EXERCISE GOAL
In your copy, leave out the pictures and reproduce the listing below exactly.

PROVIDED ENTRIES
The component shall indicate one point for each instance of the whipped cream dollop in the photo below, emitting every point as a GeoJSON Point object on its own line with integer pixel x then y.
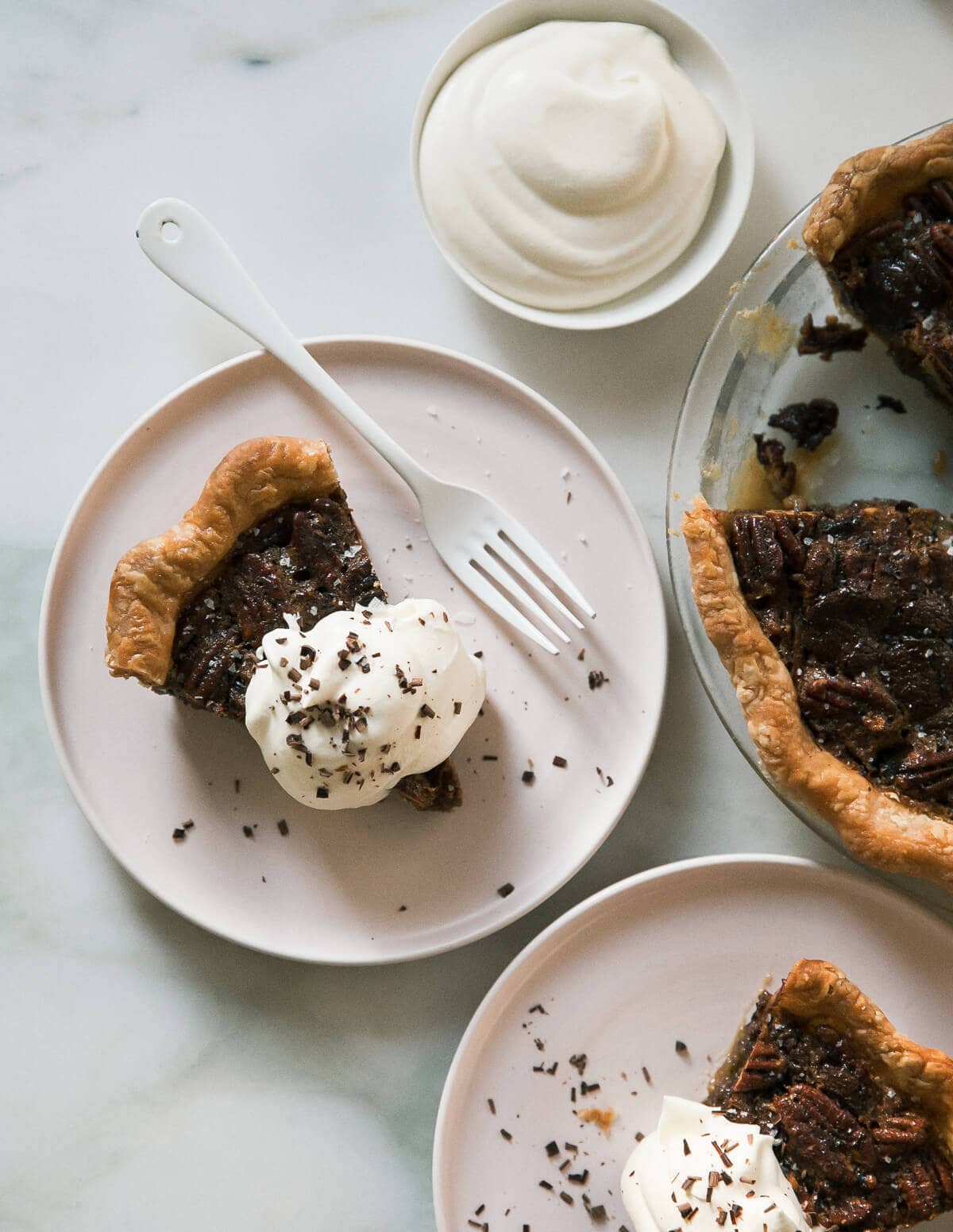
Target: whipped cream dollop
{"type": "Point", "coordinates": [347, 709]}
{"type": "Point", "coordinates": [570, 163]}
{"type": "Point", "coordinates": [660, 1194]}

WRITTEN ANSWER
The component shall indicate one point for each instance of the whipped cream dollop in the photo below, emitting every point as a GeoJSON Point object on its own line with integer pixel x then y.
Target: whipped cream dollop
{"type": "Point", "coordinates": [347, 709]}
{"type": "Point", "coordinates": [570, 163]}
{"type": "Point", "coordinates": [660, 1194]}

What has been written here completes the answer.